-- start of Data for this task --

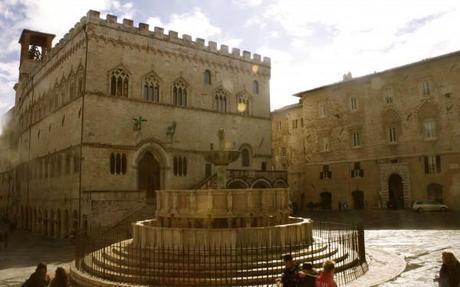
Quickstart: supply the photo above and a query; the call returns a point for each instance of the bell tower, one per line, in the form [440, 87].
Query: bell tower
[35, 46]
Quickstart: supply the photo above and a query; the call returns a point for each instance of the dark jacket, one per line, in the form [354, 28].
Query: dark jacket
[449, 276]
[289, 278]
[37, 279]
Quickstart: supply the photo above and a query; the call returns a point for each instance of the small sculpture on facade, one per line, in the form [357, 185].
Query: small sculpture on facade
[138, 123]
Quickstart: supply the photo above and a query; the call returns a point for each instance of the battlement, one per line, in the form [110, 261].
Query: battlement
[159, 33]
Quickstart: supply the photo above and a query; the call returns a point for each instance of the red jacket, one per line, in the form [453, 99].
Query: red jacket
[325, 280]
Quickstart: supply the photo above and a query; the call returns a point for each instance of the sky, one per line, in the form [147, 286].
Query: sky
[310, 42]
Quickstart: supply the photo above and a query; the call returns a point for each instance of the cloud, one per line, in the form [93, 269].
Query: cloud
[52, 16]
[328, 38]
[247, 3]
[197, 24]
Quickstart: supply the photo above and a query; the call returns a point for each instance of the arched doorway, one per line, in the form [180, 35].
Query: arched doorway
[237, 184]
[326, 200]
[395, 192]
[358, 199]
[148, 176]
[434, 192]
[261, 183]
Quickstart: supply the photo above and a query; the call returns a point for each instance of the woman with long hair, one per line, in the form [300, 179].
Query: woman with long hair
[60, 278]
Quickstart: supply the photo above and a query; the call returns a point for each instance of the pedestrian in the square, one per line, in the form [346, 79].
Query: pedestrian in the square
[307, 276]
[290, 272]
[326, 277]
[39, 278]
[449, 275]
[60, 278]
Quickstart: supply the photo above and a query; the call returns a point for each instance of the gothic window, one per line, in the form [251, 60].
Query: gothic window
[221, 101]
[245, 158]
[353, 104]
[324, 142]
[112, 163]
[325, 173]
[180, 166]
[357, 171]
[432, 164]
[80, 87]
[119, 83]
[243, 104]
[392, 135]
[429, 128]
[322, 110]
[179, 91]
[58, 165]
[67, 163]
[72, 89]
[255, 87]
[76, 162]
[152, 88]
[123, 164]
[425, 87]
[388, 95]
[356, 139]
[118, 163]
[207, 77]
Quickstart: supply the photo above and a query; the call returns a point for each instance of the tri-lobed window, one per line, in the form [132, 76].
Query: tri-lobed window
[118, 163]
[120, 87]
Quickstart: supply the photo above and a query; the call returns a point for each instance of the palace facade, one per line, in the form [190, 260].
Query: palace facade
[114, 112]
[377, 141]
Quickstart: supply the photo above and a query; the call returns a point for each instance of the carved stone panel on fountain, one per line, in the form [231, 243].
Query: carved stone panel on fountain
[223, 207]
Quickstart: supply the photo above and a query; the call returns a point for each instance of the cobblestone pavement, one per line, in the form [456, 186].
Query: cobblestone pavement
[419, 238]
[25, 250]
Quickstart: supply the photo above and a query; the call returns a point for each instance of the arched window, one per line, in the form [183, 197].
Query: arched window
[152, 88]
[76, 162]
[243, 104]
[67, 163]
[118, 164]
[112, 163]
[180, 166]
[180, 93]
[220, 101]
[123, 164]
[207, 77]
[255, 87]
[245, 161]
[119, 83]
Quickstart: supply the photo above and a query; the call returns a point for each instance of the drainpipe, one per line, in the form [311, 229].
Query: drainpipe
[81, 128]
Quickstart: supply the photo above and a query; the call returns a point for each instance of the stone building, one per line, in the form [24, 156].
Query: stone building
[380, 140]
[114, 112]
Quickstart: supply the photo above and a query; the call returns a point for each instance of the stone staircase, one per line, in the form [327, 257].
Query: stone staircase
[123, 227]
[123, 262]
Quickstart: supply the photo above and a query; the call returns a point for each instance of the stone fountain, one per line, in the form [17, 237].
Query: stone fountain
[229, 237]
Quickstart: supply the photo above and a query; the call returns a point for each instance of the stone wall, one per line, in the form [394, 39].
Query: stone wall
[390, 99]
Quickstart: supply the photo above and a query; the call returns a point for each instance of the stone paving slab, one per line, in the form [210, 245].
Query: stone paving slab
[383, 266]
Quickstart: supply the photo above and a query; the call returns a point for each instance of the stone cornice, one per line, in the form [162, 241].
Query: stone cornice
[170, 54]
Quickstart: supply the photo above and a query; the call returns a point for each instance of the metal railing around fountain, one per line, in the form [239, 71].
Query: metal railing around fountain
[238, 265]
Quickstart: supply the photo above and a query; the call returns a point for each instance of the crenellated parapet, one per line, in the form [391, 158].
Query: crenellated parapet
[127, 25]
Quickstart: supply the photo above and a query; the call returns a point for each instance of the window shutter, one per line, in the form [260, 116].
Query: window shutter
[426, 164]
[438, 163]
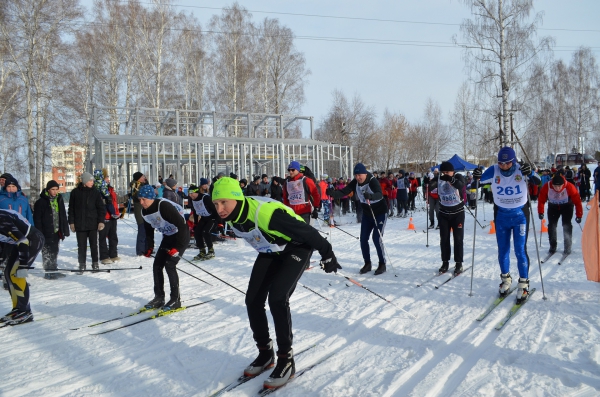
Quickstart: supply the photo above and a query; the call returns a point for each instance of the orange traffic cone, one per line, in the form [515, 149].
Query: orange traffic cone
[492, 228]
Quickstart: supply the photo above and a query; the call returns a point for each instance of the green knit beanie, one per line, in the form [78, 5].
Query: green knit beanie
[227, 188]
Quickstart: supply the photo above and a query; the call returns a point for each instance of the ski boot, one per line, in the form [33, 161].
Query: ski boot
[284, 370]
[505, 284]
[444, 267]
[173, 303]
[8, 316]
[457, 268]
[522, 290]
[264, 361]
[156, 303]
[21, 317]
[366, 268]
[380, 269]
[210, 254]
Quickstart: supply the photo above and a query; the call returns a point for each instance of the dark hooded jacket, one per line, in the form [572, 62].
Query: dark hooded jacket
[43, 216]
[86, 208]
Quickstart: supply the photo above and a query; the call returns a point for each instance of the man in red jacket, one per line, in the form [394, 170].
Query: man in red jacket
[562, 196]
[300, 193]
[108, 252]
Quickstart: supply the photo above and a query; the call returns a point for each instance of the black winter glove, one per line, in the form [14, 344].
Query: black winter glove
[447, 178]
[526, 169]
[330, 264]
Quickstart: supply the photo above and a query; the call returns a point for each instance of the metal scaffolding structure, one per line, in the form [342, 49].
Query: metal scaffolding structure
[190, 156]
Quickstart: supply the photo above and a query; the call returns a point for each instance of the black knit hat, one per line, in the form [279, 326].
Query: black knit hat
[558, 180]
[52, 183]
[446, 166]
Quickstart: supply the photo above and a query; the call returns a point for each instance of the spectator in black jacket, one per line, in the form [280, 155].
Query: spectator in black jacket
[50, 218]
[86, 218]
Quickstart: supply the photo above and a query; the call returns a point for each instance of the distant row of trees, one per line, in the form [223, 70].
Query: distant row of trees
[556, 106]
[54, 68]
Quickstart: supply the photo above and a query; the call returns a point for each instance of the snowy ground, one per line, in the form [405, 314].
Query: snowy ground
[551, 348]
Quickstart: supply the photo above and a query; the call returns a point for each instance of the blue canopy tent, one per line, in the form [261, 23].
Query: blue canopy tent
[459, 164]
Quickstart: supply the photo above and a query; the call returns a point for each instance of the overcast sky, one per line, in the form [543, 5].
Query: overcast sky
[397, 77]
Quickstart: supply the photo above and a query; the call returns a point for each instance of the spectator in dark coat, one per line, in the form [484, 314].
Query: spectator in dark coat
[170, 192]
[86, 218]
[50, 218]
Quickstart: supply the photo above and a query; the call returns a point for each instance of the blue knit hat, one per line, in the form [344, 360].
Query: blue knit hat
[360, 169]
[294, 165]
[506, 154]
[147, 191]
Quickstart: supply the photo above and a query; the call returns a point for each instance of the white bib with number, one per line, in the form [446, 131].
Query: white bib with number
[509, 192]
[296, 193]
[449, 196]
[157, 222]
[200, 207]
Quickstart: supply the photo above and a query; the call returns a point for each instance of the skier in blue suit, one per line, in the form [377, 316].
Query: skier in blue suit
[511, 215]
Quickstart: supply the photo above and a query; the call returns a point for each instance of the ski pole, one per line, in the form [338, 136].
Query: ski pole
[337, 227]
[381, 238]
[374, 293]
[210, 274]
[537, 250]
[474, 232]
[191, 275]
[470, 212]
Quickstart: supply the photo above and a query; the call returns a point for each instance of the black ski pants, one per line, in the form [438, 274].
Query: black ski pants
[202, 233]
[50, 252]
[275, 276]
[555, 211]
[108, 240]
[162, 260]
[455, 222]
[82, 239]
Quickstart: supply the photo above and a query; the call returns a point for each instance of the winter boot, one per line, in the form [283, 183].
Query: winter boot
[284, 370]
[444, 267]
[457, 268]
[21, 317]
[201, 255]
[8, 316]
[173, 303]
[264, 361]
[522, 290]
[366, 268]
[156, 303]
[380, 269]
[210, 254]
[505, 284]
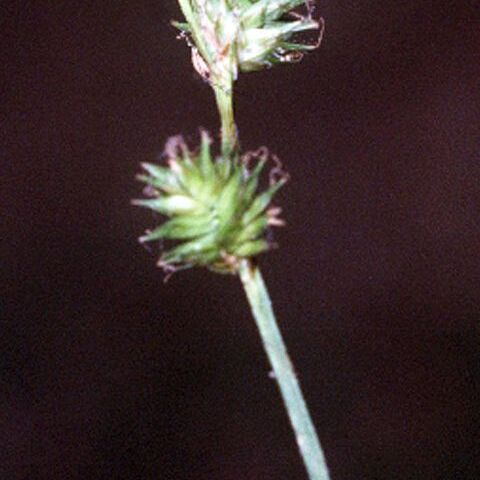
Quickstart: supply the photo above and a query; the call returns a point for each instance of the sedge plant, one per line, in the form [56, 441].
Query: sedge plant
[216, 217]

-- end of Data for this task --
-- start of Data for this task --

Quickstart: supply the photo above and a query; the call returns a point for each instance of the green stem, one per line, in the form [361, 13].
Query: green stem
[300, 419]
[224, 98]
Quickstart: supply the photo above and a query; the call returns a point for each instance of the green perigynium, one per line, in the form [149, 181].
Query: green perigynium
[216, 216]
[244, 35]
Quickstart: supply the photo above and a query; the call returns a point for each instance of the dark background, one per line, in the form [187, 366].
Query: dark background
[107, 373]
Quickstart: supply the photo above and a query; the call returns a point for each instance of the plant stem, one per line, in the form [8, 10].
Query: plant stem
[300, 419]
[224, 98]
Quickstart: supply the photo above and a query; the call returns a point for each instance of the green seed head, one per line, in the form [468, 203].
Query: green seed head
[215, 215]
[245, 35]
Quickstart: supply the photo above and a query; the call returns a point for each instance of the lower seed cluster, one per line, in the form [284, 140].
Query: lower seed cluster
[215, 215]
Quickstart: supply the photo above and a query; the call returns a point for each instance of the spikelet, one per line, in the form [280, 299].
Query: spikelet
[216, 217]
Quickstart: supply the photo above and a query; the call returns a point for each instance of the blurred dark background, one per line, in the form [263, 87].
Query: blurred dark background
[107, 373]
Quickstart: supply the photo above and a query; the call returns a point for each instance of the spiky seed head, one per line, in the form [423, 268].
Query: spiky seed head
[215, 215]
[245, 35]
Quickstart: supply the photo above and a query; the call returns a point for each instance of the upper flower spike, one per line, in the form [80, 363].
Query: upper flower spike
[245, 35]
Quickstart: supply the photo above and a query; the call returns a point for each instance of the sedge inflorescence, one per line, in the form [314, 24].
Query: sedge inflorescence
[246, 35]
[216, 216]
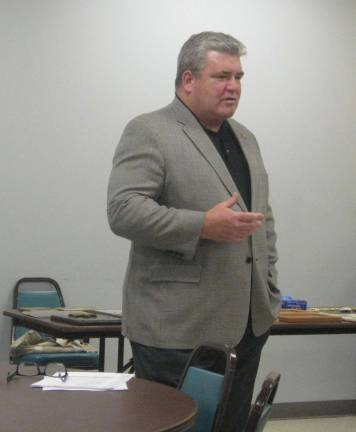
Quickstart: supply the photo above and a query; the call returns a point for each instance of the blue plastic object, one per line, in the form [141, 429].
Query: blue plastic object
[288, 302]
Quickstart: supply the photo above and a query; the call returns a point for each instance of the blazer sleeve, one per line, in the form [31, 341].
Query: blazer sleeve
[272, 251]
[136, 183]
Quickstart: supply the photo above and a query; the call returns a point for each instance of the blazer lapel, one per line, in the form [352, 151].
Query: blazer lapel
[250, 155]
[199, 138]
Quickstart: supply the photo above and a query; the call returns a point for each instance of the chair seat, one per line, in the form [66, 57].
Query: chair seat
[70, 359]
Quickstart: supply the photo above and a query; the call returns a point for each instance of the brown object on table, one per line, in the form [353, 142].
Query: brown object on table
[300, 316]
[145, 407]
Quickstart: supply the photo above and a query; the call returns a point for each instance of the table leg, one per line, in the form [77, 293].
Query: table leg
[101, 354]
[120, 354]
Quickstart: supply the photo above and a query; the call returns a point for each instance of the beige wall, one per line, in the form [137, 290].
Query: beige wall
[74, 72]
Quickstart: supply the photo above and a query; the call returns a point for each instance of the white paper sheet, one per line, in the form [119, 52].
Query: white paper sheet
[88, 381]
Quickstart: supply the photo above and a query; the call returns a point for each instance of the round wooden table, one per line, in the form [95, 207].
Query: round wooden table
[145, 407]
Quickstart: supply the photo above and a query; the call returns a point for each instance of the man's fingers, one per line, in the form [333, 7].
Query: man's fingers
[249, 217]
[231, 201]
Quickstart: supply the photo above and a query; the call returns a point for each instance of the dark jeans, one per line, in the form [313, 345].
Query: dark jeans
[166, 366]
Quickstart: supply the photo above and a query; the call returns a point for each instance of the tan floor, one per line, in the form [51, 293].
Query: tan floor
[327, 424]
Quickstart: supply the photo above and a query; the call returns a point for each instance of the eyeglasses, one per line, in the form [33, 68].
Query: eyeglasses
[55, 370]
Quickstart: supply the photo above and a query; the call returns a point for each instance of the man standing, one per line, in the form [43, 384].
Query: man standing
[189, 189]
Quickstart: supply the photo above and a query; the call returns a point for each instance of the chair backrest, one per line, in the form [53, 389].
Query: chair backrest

-- end of Data for this task --

* [Stated goal]:
Reproduce word for word the part of the material that opens with the line containing "form [53, 389]." and closes with the line containing "Query: chair backrest", with both of those lines included.

* [Answer in full]:
Quickstart: supply the photo above and a query; the call returns a point for each instance of the chair backrest, one per line, in the form [53, 389].
Query: chair backrest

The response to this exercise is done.